Image annotation data
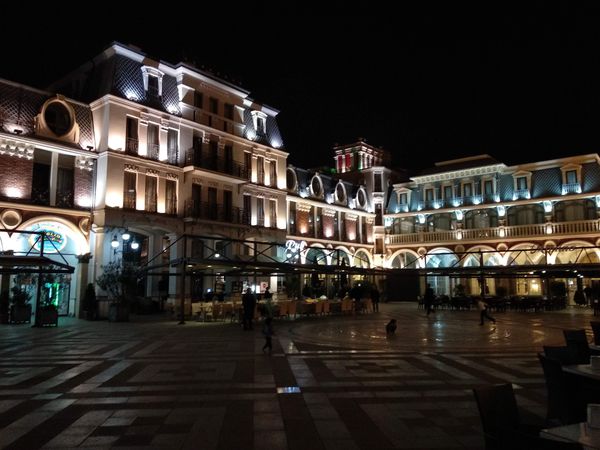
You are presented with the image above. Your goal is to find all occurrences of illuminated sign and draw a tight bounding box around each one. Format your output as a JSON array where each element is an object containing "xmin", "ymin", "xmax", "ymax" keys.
[
  {"xmin": 285, "ymin": 239, "xmax": 306, "ymax": 259},
  {"xmin": 27, "ymin": 222, "xmax": 68, "ymax": 253}
]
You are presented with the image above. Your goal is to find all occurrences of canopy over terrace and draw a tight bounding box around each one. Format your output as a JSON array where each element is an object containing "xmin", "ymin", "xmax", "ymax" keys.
[
  {"xmin": 140, "ymin": 235, "xmax": 389, "ymax": 276},
  {"xmin": 0, "ymin": 229, "xmax": 75, "ymax": 326},
  {"xmin": 399, "ymin": 245, "xmax": 600, "ymax": 278},
  {"xmin": 138, "ymin": 235, "xmax": 389, "ymax": 323}
]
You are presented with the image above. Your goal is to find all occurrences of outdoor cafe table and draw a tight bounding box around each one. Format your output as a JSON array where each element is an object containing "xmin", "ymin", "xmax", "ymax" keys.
[
  {"xmin": 540, "ymin": 422, "xmax": 600, "ymax": 449},
  {"xmin": 562, "ymin": 364, "xmax": 600, "ymax": 381}
]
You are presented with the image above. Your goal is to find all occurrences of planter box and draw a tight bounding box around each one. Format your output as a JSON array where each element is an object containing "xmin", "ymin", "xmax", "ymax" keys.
[
  {"xmin": 39, "ymin": 308, "xmax": 58, "ymax": 327},
  {"xmin": 9, "ymin": 305, "xmax": 31, "ymax": 323},
  {"xmin": 108, "ymin": 303, "xmax": 129, "ymax": 322}
]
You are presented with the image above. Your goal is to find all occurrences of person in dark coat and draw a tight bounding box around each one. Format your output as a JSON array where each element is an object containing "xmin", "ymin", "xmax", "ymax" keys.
[
  {"xmin": 242, "ymin": 288, "xmax": 256, "ymax": 330},
  {"xmin": 423, "ymin": 283, "xmax": 435, "ymax": 315},
  {"xmin": 371, "ymin": 286, "xmax": 379, "ymax": 312}
]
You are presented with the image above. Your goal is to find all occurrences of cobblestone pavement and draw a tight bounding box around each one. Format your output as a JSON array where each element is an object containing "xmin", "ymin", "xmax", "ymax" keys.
[{"xmin": 0, "ymin": 304, "xmax": 593, "ymax": 450}]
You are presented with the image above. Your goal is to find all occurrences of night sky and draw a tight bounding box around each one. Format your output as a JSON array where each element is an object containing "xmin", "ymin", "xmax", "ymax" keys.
[{"xmin": 0, "ymin": 8, "xmax": 600, "ymax": 174}]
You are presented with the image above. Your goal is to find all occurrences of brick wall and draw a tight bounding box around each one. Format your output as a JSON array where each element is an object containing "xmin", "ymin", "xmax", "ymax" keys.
[
  {"xmin": 73, "ymin": 168, "xmax": 93, "ymax": 208},
  {"xmin": 0, "ymin": 155, "xmax": 33, "ymax": 199},
  {"xmin": 296, "ymin": 209, "xmax": 309, "ymax": 234}
]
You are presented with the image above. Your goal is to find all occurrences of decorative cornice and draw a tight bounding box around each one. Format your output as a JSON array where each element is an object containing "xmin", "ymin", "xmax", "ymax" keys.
[
  {"xmin": 123, "ymin": 164, "xmax": 140, "ymax": 172},
  {"xmin": 410, "ymin": 164, "xmax": 506, "ymax": 184},
  {"xmin": 0, "ymin": 139, "xmax": 35, "ymax": 160},
  {"xmin": 296, "ymin": 203, "xmax": 312, "ymax": 212}
]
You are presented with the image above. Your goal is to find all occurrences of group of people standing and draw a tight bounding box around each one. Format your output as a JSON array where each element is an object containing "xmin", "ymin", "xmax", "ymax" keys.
[{"xmin": 423, "ymin": 283, "xmax": 496, "ymax": 325}]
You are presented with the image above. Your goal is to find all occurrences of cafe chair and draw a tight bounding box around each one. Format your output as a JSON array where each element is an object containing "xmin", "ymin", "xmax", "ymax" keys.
[
  {"xmin": 473, "ymin": 383, "xmax": 581, "ymax": 450},
  {"xmin": 590, "ymin": 320, "xmax": 600, "ymax": 345},
  {"xmin": 538, "ymin": 353, "xmax": 585, "ymax": 425}
]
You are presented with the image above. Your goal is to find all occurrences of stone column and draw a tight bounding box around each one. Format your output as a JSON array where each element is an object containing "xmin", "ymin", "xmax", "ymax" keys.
[{"xmin": 75, "ymin": 253, "xmax": 92, "ymax": 319}]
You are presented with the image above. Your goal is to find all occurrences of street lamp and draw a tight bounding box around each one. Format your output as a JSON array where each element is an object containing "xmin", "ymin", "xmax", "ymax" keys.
[{"xmin": 110, "ymin": 230, "xmax": 140, "ymax": 255}]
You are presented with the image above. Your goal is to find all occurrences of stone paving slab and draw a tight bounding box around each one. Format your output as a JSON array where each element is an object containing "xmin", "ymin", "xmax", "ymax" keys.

PROBLEM DESCRIPTION. Rewrite the data above with "tight bounding box" swapped for "close-fitting bounding box" everywhere it occurs, changing nothing else. Leave the pictures out of your version.

FINAL ANSWER.
You are presented with the image above. Your goal is to find all occurrences of illuminated sign and draw a close-fitting bounding box around each one. Format your output as a JSON array where each element is an object containing "xmin", "ymin", "xmax", "ymax" keys.
[
  {"xmin": 285, "ymin": 239, "xmax": 306, "ymax": 259},
  {"xmin": 27, "ymin": 222, "xmax": 68, "ymax": 253}
]
You are presented with the image above. Your goal is to find all occurrences of canopy over terrace and draw a close-fitting bounding box around each one. Format your output as a JSON array where each element is an object containing "xmin", "ymin", "xmax", "ymax" keys.
[
  {"xmin": 140, "ymin": 235, "xmax": 389, "ymax": 276},
  {"xmin": 0, "ymin": 229, "xmax": 75, "ymax": 326},
  {"xmin": 399, "ymin": 245, "xmax": 600, "ymax": 278},
  {"xmin": 138, "ymin": 235, "xmax": 389, "ymax": 323}
]
You are presented with the image above. Your goal is to find all occurrences of outdoor cafe table and draw a close-fitting bounding box around each one. Format your output as a JSON array where each element is an object containing "xmin", "ymin", "xmax", "ymax" keys.
[
  {"xmin": 540, "ymin": 422, "xmax": 600, "ymax": 449},
  {"xmin": 562, "ymin": 364, "xmax": 600, "ymax": 381}
]
You are presented with the image above. Your goal is to find all occurrences of planter box and draw a close-fitting bounding box around each one. Format your output as a JSON array where each element is an object containing "xmin", "ymin", "xmax", "ymax" keys.
[
  {"xmin": 39, "ymin": 308, "xmax": 58, "ymax": 327},
  {"xmin": 9, "ymin": 305, "xmax": 31, "ymax": 323},
  {"xmin": 108, "ymin": 303, "xmax": 129, "ymax": 322}
]
You are presented with the image above. Your goal is to find all occurrences of person in dark coat and draw a close-fitting bounding box around each one. Format your output as a JSON array where each element is an object containing "xmin", "ymin", "xmax", "ymax" keys.
[
  {"xmin": 242, "ymin": 288, "xmax": 256, "ymax": 330},
  {"xmin": 423, "ymin": 283, "xmax": 435, "ymax": 315},
  {"xmin": 371, "ymin": 286, "xmax": 379, "ymax": 312}
]
You are presented with the image above. Your goal is to find all occurrences of cobblestone pavement and draw a close-fitting bounding box around each one. Format your output as a JSON array where each element is an object containing "xmin", "ymin", "xmax", "ymax" keys.
[{"xmin": 0, "ymin": 304, "xmax": 593, "ymax": 450}]
You are presented with the image above. Your goal is to find all occurrences of night sky and draw a close-fitting bounding box around each one. Format your output as a JSON array where each element is an object containing "xmin", "ymin", "xmax", "ymax" keys.
[{"xmin": 0, "ymin": 8, "xmax": 600, "ymax": 174}]
You are presented with the image above. Your goal is to find all occurrences of brick wall and draw a close-fitting bounding box around each one. Format your output as a JSON array where each element is an object containing "xmin", "ymin", "xmax", "ymax" keys.
[
  {"xmin": 73, "ymin": 168, "xmax": 93, "ymax": 208},
  {"xmin": 0, "ymin": 155, "xmax": 33, "ymax": 199},
  {"xmin": 296, "ymin": 209, "xmax": 309, "ymax": 234}
]
You are presented with the image above. Your goal is to find all occurrences of decorative cornice and draw a close-fitting bounding box around each one. Format your output as a JSON array where each element is an object containing "xmin", "ymin", "xmax", "ymax" keys.
[
  {"xmin": 123, "ymin": 164, "xmax": 140, "ymax": 172},
  {"xmin": 410, "ymin": 164, "xmax": 506, "ymax": 184},
  {"xmin": 0, "ymin": 139, "xmax": 35, "ymax": 160},
  {"xmin": 296, "ymin": 203, "xmax": 312, "ymax": 212}
]
You are presented with the image above. Your goal is to find all occurrences of group of people standing and draw a close-fitting bounding box around each one. Format your output as a JSON array where each element is an object containing "xmin", "ymin", "xmax", "ymax" keys.
[{"xmin": 423, "ymin": 283, "xmax": 496, "ymax": 325}]
You are presented with the image above. Your goal is to find all occurrences of cafe chair and draw a close-fitting bounding box around each one. Format your output as a JSON array where each element is an object containing "xmin", "ymin", "xmax", "ymax" keys.
[
  {"xmin": 473, "ymin": 383, "xmax": 581, "ymax": 450},
  {"xmin": 590, "ymin": 320, "xmax": 600, "ymax": 345},
  {"xmin": 538, "ymin": 353, "xmax": 585, "ymax": 425}
]
You are presented with the image above. Your goal is to find all occurrences of stone column and draw a close-fitting bounding box around each one. Format your output as a JSON array where each element is an object containing "xmin", "ymin", "xmax", "ymax" keys.
[{"xmin": 75, "ymin": 253, "xmax": 92, "ymax": 319}]
You are presented with the image above. Your goal is to find all occurrences of street lamp and draw a close-fitting bounding box around each one. Format your output as a JSON array where each element is an object containing "xmin", "ymin", "xmax", "ymax" keys.
[{"xmin": 110, "ymin": 230, "xmax": 140, "ymax": 255}]
You are presented with the image above. Your goal is to find all occurrences of stone paving slab and draw a close-fitting bounding box around each one. Format your output as a JSON array where each element is an object containing "xmin", "ymin", "xmax", "ymax" keys.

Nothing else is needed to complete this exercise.